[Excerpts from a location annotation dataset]
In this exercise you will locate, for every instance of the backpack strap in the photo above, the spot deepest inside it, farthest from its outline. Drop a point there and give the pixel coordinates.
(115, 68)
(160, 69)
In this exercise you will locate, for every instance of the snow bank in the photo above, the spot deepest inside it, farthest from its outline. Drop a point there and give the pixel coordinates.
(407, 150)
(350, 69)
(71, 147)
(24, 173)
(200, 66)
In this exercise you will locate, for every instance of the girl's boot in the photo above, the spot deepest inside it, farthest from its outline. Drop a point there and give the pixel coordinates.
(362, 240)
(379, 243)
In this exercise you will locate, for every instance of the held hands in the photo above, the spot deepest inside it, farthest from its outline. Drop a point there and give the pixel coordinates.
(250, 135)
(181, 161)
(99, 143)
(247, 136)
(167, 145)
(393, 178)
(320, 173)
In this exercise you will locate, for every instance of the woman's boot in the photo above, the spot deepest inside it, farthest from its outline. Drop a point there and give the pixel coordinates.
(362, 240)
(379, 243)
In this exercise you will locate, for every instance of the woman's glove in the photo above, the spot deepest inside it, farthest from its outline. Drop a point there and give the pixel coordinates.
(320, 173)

* _To do_
Scale the rows above by rewriting every line, requests included, with each coordinate value in the answers multiplied by 1.4 and rounded to the nearest whole number, rounding halves up. Leave the wording of the requests unchanged.

* _Written response_
In this exercise you will locate, for every instance of the backpack strap in the photo above, the spot deepest inside it, farthest from its outline. Drop a point there and give the pixel coordinates.
(161, 95)
(224, 97)
In this exercise you will locate, for every instance of the snow bank in the photo above, the spot deepest inside it, farthest from its outline. Drop a point there and give the pixel coordinates.
(570, 210)
(490, 97)
(99, 206)
(34, 242)
(280, 92)
In this exercise you will locate, for every instance of the girl's boot in the photo above, the spot deepest inside it, farthest from its outline. Drop a point there and give the pixel coordinates.
(507, 336)
(531, 340)
In this exercise you will locate, for every instance of the held hands in the photo above, the spot deepest inside it, farthest from its outline. Drop a point there and give the pixel coordinates.
(350, 189)
(253, 225)
(139, 200)
(346, 190)
(234, 203)
(550, 249)
(448, 242)
In this exercise you will locate, for every instance of the woman's boot in the photo above, the spot deepest inside it, farthest from its outline. Drop a point there and give the pixel coordinates.
(507, 336)
(531, 340)
In this exercise you will locate, for every instance of the woman's glove in the photo above, the spot deepest inside it, farthest from its outline. Drop a point there and give the pixel coordinates.
(448, 242)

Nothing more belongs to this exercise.